[Source records]

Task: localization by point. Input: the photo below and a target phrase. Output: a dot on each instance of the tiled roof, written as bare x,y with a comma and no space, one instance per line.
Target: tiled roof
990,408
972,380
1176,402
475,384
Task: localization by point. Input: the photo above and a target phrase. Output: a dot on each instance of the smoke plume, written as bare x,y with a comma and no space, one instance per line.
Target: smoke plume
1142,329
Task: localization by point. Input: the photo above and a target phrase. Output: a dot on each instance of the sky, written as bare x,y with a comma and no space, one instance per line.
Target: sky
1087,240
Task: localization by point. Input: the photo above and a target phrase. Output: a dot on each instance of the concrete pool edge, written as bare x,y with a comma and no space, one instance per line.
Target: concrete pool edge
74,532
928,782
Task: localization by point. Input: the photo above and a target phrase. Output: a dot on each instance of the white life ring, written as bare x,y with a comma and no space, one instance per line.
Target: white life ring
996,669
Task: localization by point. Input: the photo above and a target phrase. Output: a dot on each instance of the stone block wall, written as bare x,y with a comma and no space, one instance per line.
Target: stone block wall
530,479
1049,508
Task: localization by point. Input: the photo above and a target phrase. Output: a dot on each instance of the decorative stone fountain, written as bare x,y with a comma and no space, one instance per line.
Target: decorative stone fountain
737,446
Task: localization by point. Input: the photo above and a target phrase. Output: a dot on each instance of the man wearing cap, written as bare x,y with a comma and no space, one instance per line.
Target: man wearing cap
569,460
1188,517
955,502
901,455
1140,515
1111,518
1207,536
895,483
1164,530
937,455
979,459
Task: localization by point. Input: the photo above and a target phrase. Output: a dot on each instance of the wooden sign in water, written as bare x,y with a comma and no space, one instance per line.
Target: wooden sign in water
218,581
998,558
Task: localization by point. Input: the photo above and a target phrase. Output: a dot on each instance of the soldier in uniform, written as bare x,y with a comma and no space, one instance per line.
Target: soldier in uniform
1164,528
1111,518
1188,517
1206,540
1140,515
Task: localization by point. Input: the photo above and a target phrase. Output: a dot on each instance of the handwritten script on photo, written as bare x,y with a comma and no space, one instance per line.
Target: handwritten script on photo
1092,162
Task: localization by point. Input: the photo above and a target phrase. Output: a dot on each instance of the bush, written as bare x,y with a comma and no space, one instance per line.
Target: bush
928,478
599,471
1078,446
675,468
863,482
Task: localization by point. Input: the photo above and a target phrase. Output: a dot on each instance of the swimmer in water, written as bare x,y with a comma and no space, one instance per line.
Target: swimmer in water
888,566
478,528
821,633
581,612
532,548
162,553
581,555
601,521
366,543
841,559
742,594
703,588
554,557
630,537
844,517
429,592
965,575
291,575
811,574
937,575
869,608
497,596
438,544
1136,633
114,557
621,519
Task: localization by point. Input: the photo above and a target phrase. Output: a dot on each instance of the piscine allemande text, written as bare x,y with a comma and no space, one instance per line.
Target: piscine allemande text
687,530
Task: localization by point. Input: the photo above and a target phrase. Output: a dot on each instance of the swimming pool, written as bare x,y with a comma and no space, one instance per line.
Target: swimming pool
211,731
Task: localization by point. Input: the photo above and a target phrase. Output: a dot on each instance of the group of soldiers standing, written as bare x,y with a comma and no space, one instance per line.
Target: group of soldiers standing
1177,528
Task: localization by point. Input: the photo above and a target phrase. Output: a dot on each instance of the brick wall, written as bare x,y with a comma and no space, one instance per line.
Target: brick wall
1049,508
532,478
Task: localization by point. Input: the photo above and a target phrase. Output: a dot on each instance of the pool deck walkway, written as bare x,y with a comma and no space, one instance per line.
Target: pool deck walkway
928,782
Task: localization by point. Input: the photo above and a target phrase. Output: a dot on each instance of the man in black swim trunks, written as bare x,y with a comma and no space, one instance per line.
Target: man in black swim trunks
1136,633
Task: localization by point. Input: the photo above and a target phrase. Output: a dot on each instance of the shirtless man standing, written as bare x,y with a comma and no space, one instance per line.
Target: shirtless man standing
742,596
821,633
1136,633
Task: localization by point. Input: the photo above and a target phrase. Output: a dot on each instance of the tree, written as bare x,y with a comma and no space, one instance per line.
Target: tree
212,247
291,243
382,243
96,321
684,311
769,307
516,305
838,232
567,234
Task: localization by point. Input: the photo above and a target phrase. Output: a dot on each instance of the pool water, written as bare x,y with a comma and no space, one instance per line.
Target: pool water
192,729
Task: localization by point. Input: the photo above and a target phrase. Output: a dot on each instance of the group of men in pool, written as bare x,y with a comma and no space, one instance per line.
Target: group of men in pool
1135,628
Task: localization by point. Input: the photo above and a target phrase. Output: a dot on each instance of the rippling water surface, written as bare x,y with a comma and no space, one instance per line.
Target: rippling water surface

[Required task] Copy out every line from the one containing "pool water, written" to the end of the material, both ends included.

[Answer to the task]
Task: localization by point. Input: the photo above and a target phrase. Output: a dot on each instance of the pool water, written as bare x,y with a comma and no space, one instance per line.
Target: pool water
192,729
Task: localization by point. Input: the photo above and a target phrase. Output: a dot on each instance of the group of men in pool, written as bare x,y with a comma and no space, one instance per line.
Target: group of men in pool
1135,628
Task: localization by point. Input: the photo above and a target phrase. Output: a dot on each instance of the rippling water surface, written as bare x,y with a comma and no space, one instance per line.
Target: rippling water surface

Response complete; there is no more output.